» What needs to be done: From the first line of the records below through the line containing "box: [337, 4, 353, 130]", copy everything exactly and nothing more.

----

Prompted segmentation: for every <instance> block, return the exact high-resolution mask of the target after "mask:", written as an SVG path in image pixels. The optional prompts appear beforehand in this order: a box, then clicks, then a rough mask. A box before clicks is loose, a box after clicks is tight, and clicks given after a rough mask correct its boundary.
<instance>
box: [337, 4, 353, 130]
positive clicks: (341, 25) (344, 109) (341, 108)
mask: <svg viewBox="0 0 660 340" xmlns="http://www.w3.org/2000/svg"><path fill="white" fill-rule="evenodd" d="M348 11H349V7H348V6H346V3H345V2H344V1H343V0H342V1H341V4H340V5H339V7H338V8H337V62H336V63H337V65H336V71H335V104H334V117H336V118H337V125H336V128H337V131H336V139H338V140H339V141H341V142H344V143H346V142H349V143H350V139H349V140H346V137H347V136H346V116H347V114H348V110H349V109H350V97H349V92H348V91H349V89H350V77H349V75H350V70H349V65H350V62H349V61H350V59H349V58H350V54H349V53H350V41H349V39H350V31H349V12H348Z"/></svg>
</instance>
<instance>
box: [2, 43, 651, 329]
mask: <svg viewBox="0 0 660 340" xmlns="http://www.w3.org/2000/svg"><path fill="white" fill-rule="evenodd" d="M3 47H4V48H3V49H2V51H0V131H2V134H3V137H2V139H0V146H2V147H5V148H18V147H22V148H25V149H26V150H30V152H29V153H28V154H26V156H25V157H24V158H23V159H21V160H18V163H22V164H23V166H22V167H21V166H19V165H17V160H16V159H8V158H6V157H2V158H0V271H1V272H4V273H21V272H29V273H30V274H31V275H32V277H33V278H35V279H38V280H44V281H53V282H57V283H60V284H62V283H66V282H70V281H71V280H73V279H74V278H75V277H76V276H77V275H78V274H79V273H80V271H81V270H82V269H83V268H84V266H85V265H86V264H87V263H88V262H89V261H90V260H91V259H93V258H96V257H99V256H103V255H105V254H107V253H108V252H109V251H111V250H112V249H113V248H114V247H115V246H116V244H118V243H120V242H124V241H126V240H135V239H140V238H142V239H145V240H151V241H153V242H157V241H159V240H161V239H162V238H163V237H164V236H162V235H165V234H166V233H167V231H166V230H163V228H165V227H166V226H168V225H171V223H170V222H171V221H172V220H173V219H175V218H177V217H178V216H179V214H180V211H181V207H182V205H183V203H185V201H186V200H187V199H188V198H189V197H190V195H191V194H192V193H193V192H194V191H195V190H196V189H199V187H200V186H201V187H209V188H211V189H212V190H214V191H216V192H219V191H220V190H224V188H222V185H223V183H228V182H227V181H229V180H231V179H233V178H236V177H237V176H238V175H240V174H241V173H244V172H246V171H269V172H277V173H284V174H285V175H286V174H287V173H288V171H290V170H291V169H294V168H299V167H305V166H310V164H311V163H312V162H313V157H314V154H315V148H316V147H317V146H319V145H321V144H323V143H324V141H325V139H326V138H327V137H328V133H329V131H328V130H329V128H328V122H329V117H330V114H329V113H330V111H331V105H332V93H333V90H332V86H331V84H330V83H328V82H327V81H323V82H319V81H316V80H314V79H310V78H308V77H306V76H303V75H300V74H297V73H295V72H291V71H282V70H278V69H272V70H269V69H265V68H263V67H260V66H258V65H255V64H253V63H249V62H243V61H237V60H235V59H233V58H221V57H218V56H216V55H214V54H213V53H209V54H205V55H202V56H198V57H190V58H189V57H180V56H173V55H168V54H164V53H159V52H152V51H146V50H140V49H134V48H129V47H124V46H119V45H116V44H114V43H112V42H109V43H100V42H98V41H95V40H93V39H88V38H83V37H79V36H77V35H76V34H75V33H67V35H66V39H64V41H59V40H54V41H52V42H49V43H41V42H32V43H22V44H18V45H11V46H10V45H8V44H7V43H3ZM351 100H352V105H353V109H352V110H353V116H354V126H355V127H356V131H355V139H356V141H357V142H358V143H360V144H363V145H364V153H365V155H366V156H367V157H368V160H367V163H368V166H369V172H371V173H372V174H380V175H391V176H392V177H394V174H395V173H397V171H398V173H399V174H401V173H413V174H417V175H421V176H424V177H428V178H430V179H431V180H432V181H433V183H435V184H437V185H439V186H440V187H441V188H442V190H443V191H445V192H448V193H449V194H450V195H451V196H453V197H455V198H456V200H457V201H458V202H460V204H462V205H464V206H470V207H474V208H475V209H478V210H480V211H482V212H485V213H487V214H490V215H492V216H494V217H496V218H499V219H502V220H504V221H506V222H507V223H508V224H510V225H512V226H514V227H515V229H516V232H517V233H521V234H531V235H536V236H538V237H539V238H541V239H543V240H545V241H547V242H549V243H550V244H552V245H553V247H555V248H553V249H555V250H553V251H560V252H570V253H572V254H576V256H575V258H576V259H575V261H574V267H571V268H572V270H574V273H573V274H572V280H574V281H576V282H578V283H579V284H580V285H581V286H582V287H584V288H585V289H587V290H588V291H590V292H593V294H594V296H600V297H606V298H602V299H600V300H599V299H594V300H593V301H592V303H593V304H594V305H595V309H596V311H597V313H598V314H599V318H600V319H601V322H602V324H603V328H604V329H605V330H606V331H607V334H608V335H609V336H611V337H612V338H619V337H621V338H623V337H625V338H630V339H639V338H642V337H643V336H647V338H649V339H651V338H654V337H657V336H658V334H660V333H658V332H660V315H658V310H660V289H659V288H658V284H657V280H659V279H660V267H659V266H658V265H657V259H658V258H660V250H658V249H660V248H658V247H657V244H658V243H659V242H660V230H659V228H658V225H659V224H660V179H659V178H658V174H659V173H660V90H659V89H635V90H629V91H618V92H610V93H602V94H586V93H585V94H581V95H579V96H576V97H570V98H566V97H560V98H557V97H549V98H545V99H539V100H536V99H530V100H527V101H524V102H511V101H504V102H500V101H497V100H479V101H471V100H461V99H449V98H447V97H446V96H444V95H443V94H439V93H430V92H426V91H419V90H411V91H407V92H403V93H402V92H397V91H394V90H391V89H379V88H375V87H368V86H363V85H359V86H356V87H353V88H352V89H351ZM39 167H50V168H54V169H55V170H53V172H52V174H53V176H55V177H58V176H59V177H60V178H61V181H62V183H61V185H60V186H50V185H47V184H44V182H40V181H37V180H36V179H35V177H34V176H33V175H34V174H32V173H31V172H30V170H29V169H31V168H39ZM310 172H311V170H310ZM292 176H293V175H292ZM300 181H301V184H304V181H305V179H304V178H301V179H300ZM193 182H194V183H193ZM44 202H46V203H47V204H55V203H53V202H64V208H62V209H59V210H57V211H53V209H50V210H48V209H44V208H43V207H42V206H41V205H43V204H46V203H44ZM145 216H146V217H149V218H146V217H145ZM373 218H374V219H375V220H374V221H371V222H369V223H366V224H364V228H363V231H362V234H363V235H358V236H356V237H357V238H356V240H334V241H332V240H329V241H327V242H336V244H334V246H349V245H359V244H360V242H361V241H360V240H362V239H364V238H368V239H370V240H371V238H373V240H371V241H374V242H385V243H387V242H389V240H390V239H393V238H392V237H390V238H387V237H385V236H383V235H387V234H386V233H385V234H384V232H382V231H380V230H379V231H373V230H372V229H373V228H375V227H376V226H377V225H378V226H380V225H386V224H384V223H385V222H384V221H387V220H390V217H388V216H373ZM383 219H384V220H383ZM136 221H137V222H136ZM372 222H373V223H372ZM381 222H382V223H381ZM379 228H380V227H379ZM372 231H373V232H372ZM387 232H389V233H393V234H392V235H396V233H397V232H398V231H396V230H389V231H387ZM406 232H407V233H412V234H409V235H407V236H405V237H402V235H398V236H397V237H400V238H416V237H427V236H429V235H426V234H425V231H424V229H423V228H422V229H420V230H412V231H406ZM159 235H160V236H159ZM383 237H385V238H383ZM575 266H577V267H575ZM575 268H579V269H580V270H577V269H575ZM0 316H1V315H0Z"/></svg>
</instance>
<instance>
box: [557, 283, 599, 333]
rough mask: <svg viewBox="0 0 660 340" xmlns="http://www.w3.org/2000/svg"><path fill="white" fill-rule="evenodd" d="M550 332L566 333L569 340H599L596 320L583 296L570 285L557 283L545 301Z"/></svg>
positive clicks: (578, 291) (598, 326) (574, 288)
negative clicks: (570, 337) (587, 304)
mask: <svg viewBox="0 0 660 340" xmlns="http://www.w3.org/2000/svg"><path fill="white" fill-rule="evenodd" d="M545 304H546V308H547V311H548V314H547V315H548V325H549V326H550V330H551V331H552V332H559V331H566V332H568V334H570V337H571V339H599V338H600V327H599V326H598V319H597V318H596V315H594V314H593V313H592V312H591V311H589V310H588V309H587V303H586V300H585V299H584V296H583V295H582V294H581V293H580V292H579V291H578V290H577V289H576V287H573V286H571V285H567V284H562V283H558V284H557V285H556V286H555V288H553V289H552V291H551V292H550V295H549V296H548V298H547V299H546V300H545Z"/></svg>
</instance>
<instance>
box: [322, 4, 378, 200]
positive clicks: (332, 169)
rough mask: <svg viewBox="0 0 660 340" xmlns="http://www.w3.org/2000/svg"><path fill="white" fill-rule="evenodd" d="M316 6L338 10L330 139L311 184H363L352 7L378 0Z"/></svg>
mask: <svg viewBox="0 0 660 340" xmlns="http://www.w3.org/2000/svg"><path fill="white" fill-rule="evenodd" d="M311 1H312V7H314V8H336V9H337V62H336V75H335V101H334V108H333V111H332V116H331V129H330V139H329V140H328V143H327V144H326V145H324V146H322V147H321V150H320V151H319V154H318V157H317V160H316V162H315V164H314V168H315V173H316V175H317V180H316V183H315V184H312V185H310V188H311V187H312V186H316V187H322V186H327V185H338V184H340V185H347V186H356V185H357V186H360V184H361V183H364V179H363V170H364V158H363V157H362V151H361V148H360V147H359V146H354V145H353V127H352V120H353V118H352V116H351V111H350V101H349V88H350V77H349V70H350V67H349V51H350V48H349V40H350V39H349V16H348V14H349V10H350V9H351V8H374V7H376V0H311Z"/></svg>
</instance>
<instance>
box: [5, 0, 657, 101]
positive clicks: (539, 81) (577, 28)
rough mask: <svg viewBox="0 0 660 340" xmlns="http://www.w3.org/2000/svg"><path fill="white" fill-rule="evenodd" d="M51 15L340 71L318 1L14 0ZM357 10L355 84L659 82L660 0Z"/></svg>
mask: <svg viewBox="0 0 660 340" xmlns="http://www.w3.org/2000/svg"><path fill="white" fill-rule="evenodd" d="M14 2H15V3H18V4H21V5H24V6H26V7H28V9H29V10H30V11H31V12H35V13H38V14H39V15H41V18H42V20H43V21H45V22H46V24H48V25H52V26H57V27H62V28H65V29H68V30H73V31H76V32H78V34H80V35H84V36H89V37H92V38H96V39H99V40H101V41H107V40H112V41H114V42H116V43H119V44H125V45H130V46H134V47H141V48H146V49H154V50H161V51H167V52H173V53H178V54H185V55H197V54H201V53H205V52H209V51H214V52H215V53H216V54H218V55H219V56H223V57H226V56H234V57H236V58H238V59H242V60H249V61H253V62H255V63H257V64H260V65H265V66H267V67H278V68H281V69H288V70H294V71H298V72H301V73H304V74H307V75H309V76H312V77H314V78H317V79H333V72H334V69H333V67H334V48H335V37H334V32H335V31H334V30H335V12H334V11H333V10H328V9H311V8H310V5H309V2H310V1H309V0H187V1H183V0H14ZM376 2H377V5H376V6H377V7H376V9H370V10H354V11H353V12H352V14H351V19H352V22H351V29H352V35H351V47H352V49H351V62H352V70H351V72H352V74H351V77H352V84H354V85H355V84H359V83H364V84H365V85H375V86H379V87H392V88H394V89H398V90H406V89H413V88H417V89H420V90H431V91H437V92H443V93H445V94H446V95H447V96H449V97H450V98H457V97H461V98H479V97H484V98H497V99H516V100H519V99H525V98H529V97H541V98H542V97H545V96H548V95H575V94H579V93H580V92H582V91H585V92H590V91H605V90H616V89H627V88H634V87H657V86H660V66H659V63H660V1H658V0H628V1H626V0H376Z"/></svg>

----

» Solution:
Prompted segmentation: for every <instance> block, return the exact high-resolution mask of the target after "mask:", written as an SVG path in image pixels. The optional prompts appear beforehand in this order: a box, then clicks, then a rough mask. A box before clicks is loose, a box after clicks is tight, and clicks given after a rough mask correct its boundary.
<instance>
box: [337, 4, 353, 130]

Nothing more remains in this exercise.